● Problem statement:
Copy the stretch of the 1969 Cubs passage from "Not that Beckert" through "catcher] were hurting.", swapping in "exhaustion" wherever "burnout" appears.

● Selected passage:
· · · · ·

Beckert died at 79 Sunday morning. Decades after the 1969 collapse and before his death, he wasn’t unaware of the toll manager Leo Durocher’s whiplash style took on several Cub regulars and especially their bullpen. But he thought those Cubs—enjoying celebrity to levels previously unknown to them, in and out of Wrigley Field—were drained more in the brain than the body.

“Tired? I don’t know, we came up short,” Beckert told Peter Golenbock for the oral history Wrigleyville: A Magical History Tour of the Chicago Cubs. “More than anything, I think we were emotionally drained. None of us were accustomed to the crowds and the intensity. An awful lot of what happened was mental. The whole thing was a sobering experience, but we were young.”

Not that Beckert ignored the physical side. Durocher’s unwillingness to use his decent enough bench or to trust his bullpen deeper than Phil (The Vulture) Regan flattened the Cubs—a team with four Hall of Famers (Ernie Banks, Ron Santo, Billy Williams, and Ferguson Jenkins)—into burnout that September.

“Leo had stuck with his horses, and maybe that hurt us the last month of that season,” Beckert told Golenbock. “Who knows? That’s second-guessing now. But there was no platooning with Leo. I knew I was somewhat tired, and I had an injury before that. [Shortstop Don Kessinger] was getting a little weary, not only physically, but mentally. Ron and Randy [Hundley, stubborn everyday catcher] were hurting.

“We were playing banged up, and maybe that was the time when we could have used a couple of days’ rest,” Beckert continued. “We had a good bench. Papa [Paul Popovich] was the best utility infielder in baseball, the greatest hands, and he could have come in for a week. But that’s looking back. It’s history.”

Mets manager Gil Hodges went the other way completely. “As well as any manager in the game,” Wayne Coffey wrote in last year’s They Said It Couldn’t Be Done, “Hodges understood the importance of making every player feel involved, keeping every player fresh, giving everyone on his club a slice of ownership in what the collective team was doing.”

Durocher “brought us closer to a pennant than anyone else had in a generation,” said Santo in due course, even though he’d been the Cub above all who could be counted on to give Durocher the benefit of the doubt. “But he also brought disruption and chaos.”

· · · · ·

● Data segment:
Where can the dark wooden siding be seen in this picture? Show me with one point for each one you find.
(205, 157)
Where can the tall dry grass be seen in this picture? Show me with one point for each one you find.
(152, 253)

· · · · ·

● Solution to this exercise:
Not that Beckert ignored the physical side. Durocher’s unwillingness to use his decent enough bench or to trust his bullpen deeper than Phil (The Vulture) Regan flattened the Cubs—a team with four Hall of Famers (Ernie Banks, Ron Santo, Billy Williams, and Ferguson Jenkins)—into exhaustion that September.

“Leo had stuck with his horses, and maybe that hurt us the last month of that season,” Beckert told Golenbock. “Who knows? That’s second-guessing now. But there was no platooning with Leo. I knew I was somewhat tired, and I had an injury before that. [Shortstop Don Kessinger] was getting a little weary, not only physically, but mentally. Ron and Randy [Hundley, stubborn everyday catcher] were hurting.